- TASK INSTRUCTIONS:
1. In the mailing-list excerpt on RSS and large folios, which tmpfs option is said to control large folio allocation?
2. Reproduce word for word the passage of the mailing-list excerpt on RSS and large folios that starts at the words "Thanks. Good to" and ends after the words "the large folios.".

On 2025/7/2 16:45, David Hildenbrand wrote:
>>> Hm, are we sure about that?
>>
>> IMO, referring to the definition of RSS:
>> "resident set size (RSS) is the portion of memory (measured in
>> kilobytes) occupied by a process that is held in main memory (RAM). "
>>
>> Seems we should report the whole large folio already in file to users.
>> Moreover, the tmpfs mount already adds the 'huge=always (or within)'
>> option to allocate large folios, so the increase in RSS seems also 
>> expected?
> 
> Well, traditionally we only account what is actually mapped. If you
> MADV_DONTNEED part of the large folio, or only mmap() parts of it,
> the RSS would never cover the whole folio -- only what is mapped.
> 
> I discuss part of that in:
> 
> commit 749492229e3bd6222dda7267b8244135229d1fd8
> Author: David Hildenbrand <david@redhat.com>
> Date:   Mon Mar 3 17:30:13 2025 +0100
> 
>      mm: stop maintaining the per-page mapcount of large folios 
> (CONFIG_NO_PAGE_MAPCOUNT)
> 
> And how my changes there affect some system stats (e.g., "AnonPages", 
> "Mapped").
> But the RSS stays unchanged and corresponds to what is actually mapped into
> the process.
> Doing something similar for the RSS would be extremely hard (single page 
> mapped into process
> -> account whole folio to RSS), because it's per-folio-per-process 
> information, not
> per-folio information.

Thanks. Good to know this.

> So by mapping more in a single page fault, you end up increasing "RSS". 
> But I wouldn't
> call that "expected". I rather suspect that nobody will really care :)

But tmpfs is a little special here. It uses the 'huge=' option to 
control large folio allocation. So, I think users should know they want 
to use large folios and build the whole mapping for the large folios.

- DATASET EXTRACT:
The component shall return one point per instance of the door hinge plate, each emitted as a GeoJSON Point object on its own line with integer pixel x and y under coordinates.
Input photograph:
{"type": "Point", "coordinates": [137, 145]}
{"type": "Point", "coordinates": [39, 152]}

- COMPLETE ANSWERS:
1. The 'huge=' option.

2.
Thanks. Good to know this.

> So by mapping more in a single page fault, you end up increasing "RSS". 
> But I wouldn't
> call that "expected". I rather suspect that nobody will really care :)

But tmpfs is a little special here. It uses the 'huge=' option to 
control large folio allocation. So, I think users should know they want 
to use large folios and build the whole mapping for the large folios.